● **WHAT IS BEING ASKED**: Could you pull out every one of the entries below and reproduce each line verbatim?

============

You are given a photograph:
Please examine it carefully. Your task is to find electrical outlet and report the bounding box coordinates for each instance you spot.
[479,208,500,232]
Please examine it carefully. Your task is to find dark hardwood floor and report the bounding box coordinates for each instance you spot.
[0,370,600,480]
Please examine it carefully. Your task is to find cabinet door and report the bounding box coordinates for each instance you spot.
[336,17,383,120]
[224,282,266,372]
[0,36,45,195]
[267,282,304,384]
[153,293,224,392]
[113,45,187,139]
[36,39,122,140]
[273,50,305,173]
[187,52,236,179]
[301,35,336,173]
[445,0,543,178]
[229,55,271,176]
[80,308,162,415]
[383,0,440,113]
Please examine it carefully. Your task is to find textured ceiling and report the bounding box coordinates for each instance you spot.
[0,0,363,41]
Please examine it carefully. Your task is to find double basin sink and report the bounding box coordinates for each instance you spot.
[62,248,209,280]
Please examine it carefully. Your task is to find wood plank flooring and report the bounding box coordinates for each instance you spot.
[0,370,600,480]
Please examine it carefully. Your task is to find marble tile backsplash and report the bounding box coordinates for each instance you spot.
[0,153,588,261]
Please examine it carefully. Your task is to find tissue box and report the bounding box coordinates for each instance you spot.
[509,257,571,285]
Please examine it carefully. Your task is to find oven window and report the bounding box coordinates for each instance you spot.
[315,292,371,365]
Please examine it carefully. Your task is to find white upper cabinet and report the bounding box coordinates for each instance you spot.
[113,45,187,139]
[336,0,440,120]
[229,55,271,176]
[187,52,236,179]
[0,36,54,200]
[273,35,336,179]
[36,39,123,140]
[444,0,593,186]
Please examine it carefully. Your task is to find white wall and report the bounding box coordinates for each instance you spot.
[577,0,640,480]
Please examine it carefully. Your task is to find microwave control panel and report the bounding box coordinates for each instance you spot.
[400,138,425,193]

============

● **FULL SOLUTION**:
You are given a photograph:
Please examine it carefully. Your task is to find electrical outlet and report the bounding box coordinates for each instance you spot.
[479,208,500,232]
Please examine it carefully. Your task is to find dark hardwood floor and report the bounding box coordinates for each instance you spot.
[0,370,600,480]
Please examine it carefully. Your task is to find cabinet door and report the bounding box coordinates for each instance you spot.
[336,17,383,120]
[224,282,266,372]
[0,36,45,195]
[267,282,304,384]
[153,293,224,392]
[113,45,187,139]
[36,39,122,140]
[273,50,305,173]
[187,52,236,179]
[301,35,336,173]
[445,0,543,178]
[229,55,271,176]
[80,308,162,415]
[383,0,440,113]
Please examine it carefully. Your task is to find textured ceiling and report the bounding box coordinates for each instance you spot.
[0,0,363,41]
Please examine it carefully. Your task is to find double basin sink and report the bounding box coordinates for each instance you spot.
[62,248,209,280]
Please examine it carefully. Your task is to find wood plank flooring and report the bounding box coordinates for each instance you spot.
[0,370,600,480]
Please examine it carefully. Your task is to find marble tile backsplash and report the bounding box coordinates for each instance you spot.
[0,153,588,261]
Please examine it carefully. Your task is to find tissue box and report the bounding box coordinates for each instance you spot.
[509,257,571,285]
Please examine it carefully. Your task is to find oven window and report the bounding box coordinates for each instance you spot.
[315,292,371,365]
Please examine it carefully. Your task is to find white upper cabinet and report the bounding box coordinates for each instance you spot.
[113,45,187,139]
[336,0,440,120]
[229,55,271,176]
[187,52,236,179]
[0,36,54,200]
[273,35,336,179]
[36,39,123,140]
[444,0,593,186]
Please examine it carefully. Your task is to find white wall and report the bounding box coordinates for each instance you spot.
[577,0,640,480]
Please examine it carefully. Your task is to find microwave control panel and report the bounding box coordinates for each instance you spot.
[400,138,425,193]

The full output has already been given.